● **Text section**:
A recap of the EU’s CRD6/CRR3 regulation and its timeline

In this article, we wanted to briefly recap the background of CRD6/CRR3, where it comes from, and how it all started. 

This is a second intro article in Basel and CRD6/CRR3-related articles. Please read the first intro article: A recap of the Basel IV regulation and its timeline here.

The Background

As discussed in our previous article: A recap of the Basel IV regulation and its timeline, the Basel Committee on Banking Supervision (BCBS) is the primary global standard-setter for the prudential regulation of banks. Committee members include central banks and other banking regulators from around the world. Their main target is to improve supervisory understanding and the quality of banking supervision worldwide. The Basel Committee on Banking Supervision (BCBS) sets the Basel Framework, and they have issued a round of regulations in recent years. Basel IV was intended to begin implementation on Jan. 1, 2022, and it was supposed to be fully implemented by January 2025. Due to the global pandemic, the start date has now been pushed back to Jan. 1, 2023. Based on recent history, it is still possible that the deadline will be extended, and some provisions may be further modified before they go into effect.

● **Instructions to follow**:
Write out the stretch of the CRD6/CRR3 recap from "A recap of the EU’s" through "it all started.", word for word.

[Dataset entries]
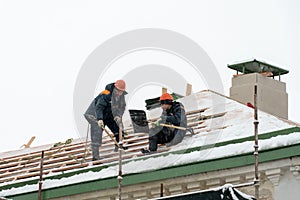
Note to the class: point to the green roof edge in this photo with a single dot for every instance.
(98, 168)
(171, 172)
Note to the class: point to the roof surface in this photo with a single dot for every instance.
(224, 128)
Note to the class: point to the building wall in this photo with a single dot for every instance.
(271, 94)
(288, 186)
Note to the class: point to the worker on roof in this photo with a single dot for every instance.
(174, 114)
(106, 109)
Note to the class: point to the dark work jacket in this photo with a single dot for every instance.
(176, 116)
(106, 106)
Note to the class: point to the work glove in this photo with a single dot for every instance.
(101, 123)
(156, 123)
(118, 120)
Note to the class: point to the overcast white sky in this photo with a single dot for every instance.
(43, 45)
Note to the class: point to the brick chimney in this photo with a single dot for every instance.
(271, 93)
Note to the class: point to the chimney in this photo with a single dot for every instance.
(271, 94)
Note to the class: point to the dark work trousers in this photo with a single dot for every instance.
(159, 135)
(96, 136)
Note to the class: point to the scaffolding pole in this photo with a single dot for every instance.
(120, 163)
(41, 177)
(256, 178)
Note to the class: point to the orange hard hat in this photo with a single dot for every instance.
(166, 96)
(120, 85)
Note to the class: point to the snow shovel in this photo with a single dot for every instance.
(114, 140)
(191, 130)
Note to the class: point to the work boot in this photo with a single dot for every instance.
(116, 148)
(147, 151)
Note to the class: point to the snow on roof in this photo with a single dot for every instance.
(236, 122)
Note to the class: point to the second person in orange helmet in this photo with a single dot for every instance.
(174, 114)
(106, 109)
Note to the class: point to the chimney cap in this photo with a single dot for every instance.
(255, 66)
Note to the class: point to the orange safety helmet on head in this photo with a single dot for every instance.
(166, 99)
(120, 85)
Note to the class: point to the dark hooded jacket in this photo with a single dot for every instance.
(176, 116)
(106, 106)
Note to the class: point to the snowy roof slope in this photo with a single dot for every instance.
(232, 121)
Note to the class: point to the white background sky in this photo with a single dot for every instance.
(43, 45)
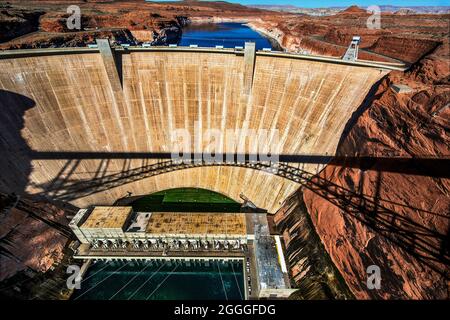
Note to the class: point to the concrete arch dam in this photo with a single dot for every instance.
(106, 100)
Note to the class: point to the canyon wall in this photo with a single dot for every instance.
(34, 253)
(65, 102)
(395, 221)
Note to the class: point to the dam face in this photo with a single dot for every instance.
(57, 101)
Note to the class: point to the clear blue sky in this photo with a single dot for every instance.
(346, 3)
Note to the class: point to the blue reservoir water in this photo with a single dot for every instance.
(227, 34)
(158, 280)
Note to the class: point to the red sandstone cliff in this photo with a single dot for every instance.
(33, 240)
(399, 222)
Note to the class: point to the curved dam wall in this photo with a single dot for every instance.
(72, 102)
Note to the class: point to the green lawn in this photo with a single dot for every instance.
(186, 200)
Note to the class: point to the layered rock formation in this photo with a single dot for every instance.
(155, 23)
(406, 38)
(396, 221)
(33, 248)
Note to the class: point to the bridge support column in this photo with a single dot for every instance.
(249, 66)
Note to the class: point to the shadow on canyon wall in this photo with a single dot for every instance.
(15, 160)
(427, 245)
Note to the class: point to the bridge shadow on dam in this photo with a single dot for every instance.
(426, 244)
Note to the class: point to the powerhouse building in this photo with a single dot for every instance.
(121, 226)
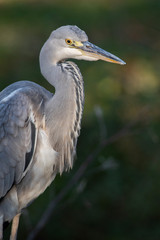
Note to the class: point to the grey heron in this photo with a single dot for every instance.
(38, 129)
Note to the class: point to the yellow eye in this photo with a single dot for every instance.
(68, 41)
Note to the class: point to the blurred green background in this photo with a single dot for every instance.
(118, 197)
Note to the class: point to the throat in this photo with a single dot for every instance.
(66, 109)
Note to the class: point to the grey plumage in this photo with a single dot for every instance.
(39, 130)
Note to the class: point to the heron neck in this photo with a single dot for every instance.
(64, 110)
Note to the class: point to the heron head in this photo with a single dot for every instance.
(71, 42)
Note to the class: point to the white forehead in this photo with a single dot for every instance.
(69, 31)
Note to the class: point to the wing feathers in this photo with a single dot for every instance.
(17, 136)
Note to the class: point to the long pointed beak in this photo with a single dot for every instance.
(91, 50)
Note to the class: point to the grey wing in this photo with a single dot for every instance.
(17, 139)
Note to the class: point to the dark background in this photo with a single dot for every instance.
(118, 197)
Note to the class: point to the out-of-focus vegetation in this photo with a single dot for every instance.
(118, 197)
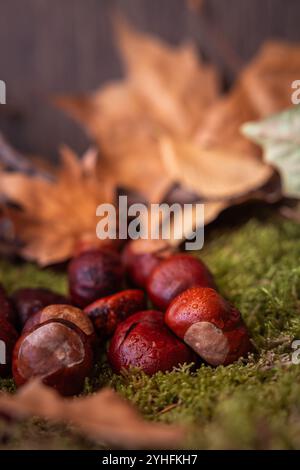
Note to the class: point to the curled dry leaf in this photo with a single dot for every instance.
(104, 417)
(279, 136)
(58, 214)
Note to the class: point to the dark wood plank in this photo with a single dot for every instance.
(54, 46)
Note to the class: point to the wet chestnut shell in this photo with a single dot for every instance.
(108, 312)
(63, 312)
(8, 339)
(144, 341)
(27, 301)
(208, 322)
(94, 274)
(6, 308)
(58, 352)
(174, 275)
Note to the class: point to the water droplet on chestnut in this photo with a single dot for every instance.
(215, 330)
(56, 351)
(27, 301)
(94, 274)
(174, 275)
(144, 341)
(108, 312)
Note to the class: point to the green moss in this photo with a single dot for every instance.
(250, 404)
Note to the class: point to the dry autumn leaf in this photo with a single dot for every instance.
(104, 417)
(59, 213)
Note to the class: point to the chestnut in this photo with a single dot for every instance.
(94, 274)
(140, 257)
(58, 352)
(144, 341)
(7, 310)
(8, 338)
(108, 312)
(174, 275)
(27, 301)
(210, 325)
(64, 312)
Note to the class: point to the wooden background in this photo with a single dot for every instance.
(55, 46)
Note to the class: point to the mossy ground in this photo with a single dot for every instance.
(253, 404)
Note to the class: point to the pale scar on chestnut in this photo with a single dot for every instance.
(208, 342)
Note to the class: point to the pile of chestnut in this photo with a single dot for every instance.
(55, 338)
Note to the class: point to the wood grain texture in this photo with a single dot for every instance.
(55, 46)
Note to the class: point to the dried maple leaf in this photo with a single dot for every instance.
(59, 213)
(213, 174)
(104, 417)
(263, 88)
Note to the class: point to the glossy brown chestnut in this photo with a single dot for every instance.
(144, 341)
(8, 338)
(63, 312)
(210, 325)
(94, 274)
(140, 258)
(30, 300)
(56, 351)
(108, 312)
(7, 310)
(174, 275)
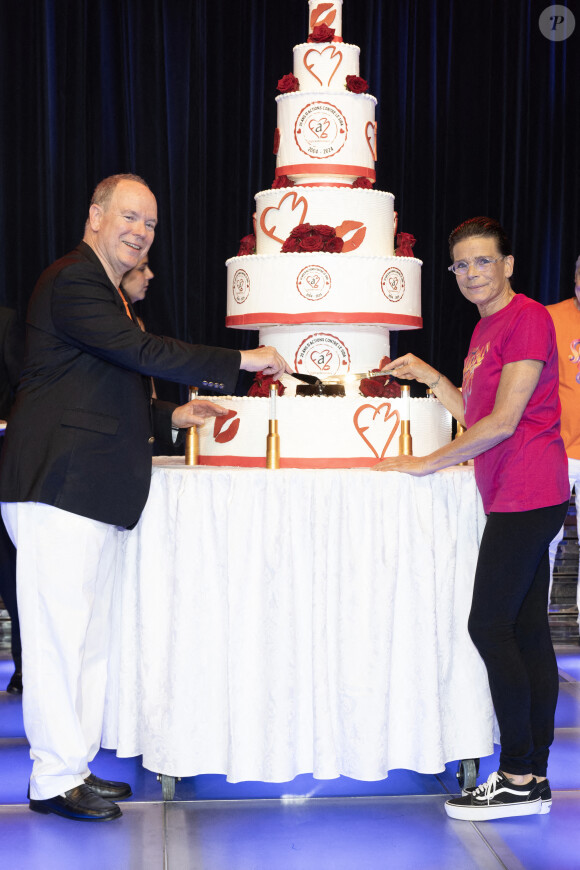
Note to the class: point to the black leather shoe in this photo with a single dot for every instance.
(113, 791)
(14, 687)
(80, 803)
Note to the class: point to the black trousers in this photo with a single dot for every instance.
(509, 626)
(8, 590)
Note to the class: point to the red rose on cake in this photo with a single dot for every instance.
(321, 33)
(247, 245)
(288, 84)
(381, 386)
(405, 242)
(356, 85)
(261, 385)
(282, 181)
(312, 238)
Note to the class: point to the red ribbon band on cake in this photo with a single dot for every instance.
(265, 318)
(327, 169)
(292, 462)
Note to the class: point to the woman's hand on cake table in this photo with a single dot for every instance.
(265, 359)
(195, 413)
(409, 367)
(415, 465)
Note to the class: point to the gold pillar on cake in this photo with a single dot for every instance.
(460, 430)
(273, 439)
(405, 440)
(192, 437)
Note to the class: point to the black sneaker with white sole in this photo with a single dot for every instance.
(498, 798)
(545, 795)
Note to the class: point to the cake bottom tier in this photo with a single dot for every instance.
(320, 431)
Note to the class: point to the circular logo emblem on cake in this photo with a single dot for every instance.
(320, 130)
(393, 284)
(241, 286)
(323, 355)
(313, 283)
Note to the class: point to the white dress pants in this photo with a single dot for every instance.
(574, 476)
(64, 578)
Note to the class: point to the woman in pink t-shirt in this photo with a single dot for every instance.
(509, 403)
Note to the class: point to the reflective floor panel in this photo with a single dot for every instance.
(398, 823)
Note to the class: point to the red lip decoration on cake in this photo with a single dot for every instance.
(230, 433)
(295, 202)
(371, 137)
(316, 15)
(358, 231)
(321, 359)
(322, 64)
(378, 432)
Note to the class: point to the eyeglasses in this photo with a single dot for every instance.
(482, 264)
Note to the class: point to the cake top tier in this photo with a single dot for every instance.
(328, 14)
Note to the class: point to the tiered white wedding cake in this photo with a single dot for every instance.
(324, 285)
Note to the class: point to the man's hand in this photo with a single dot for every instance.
(264, 359)
(194, 413)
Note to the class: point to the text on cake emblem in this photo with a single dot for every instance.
(320, 130)
(393, 284)
(313, 283)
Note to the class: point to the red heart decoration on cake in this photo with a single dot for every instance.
(323, 64)
(319, 127)
(295, 202)
(371, 137)
(378, 432)
(316, 15)
(230, 433)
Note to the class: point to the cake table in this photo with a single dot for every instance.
(273, 623)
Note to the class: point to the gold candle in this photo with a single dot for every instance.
(192, 437)
(273, 439)
(405, 440)
(273, 445)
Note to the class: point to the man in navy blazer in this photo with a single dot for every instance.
(76, 465)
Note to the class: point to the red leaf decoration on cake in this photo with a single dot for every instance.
(288, 84)
(405, 242)
(377, 434)
(358, 231)
(321, 33)
(356, 85)
(230, 433)
(361, 181)
(316, 15)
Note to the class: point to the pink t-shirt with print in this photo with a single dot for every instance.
(529, 469)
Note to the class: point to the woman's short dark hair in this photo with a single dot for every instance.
(484, 227)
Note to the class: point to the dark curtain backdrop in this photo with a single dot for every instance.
(478, 114)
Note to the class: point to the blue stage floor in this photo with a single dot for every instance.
(399, 823)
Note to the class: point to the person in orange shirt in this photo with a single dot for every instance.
(566, 317)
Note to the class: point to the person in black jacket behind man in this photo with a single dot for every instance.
(11, 353)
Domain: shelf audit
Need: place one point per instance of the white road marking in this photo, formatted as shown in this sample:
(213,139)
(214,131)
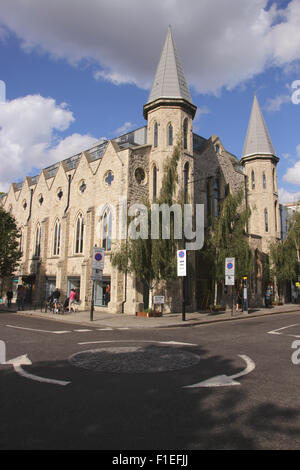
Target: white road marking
(139,341)
(278,331)
(17,362)
(225,380)
(39,331)
(82,330)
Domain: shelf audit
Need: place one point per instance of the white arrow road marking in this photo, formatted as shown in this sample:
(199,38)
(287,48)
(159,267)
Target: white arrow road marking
(40,331)
(139,341)
(17,362)
(224,380)
(278,331)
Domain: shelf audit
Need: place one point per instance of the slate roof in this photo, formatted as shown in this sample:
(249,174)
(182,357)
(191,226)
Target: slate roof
(258,141)
(169,80)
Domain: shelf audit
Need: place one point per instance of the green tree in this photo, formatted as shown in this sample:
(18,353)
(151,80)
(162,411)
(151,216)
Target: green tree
(285,254)
(227,238)
(9,246)
(153,260)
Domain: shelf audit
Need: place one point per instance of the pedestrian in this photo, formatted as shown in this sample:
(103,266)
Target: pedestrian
(107,294)
(9,295)
(268,296)
(239,298)
(72,300)
(56,296)
(21,296)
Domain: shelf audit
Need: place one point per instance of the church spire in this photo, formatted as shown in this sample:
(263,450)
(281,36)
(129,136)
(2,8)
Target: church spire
(258,141)
(169,81)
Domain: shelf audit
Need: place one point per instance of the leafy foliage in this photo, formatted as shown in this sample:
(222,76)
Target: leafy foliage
(152,260)
(227,238)
(9,245)
(285,254)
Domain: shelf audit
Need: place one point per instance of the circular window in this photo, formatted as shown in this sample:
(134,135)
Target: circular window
(60,193)
(82,187)
(108,178)
(140,175)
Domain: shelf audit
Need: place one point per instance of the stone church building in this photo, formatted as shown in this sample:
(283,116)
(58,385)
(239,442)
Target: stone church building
(72,206)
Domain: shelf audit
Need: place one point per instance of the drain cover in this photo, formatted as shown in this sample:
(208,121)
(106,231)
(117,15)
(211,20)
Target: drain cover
(134,359)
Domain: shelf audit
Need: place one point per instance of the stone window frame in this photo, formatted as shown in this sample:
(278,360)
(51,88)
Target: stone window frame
(264,180)
(108,185)
(145,180)
(154,170)
(266,216)
(252,179)
(155,134)
(107,221)
(185,128)
(56,238)
(170,134)
(37,240)
(79,228)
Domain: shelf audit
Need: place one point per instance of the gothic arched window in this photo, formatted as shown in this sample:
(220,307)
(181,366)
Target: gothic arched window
(216,197)
(38,235)
(252,179)
(170,134)
(266,220)
(185,128)
(264,181)
(185,180)
(56,240)
(79,234)
(155,134)
(107,228)
(154,183)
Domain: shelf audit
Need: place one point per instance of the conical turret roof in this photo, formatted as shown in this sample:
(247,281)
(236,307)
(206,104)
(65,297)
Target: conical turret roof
(169,80)
(258,141)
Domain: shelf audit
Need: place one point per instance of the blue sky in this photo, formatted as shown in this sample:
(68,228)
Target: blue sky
(77,72)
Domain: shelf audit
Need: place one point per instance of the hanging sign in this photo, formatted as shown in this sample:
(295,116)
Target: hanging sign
(181,263)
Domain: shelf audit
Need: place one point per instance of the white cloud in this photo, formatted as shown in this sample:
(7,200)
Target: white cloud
(127,126)
(286,196)
(292,174)
(221,44)
(274,104)
(29,136)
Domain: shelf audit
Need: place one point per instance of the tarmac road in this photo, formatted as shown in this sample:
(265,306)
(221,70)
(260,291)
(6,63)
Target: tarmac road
(88,387)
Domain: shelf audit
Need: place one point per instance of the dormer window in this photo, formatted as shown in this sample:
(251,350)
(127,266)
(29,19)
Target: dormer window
(170,133)
(185,129)
(155,134)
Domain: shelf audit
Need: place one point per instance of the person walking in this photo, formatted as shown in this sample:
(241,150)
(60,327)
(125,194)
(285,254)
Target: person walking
(21,296)
(239,297)
(9,296)
(72,300)
(268,296)
(56,296)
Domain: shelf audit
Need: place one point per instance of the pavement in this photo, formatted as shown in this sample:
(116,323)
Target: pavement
(114,320)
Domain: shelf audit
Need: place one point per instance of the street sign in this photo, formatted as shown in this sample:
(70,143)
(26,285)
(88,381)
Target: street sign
(229,266)
(229,280)
(181,263)
(98,258)
(97,274)
(158,299)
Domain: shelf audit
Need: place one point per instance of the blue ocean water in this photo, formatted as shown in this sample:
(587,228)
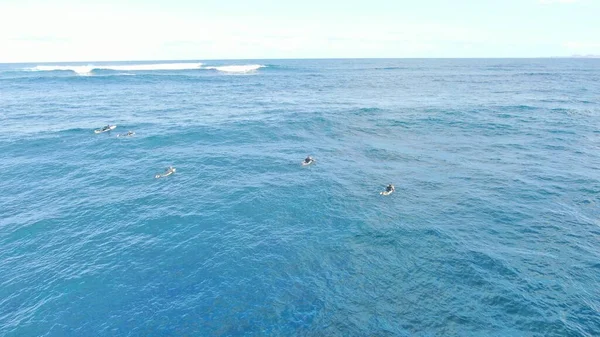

● **Task result**:
A recap of the EU’s CRD6/CRR3 regulation and its timeline

In this article, we wanted to briefly recap the background of CRD6/CRR3, where it comes from, and how it all started.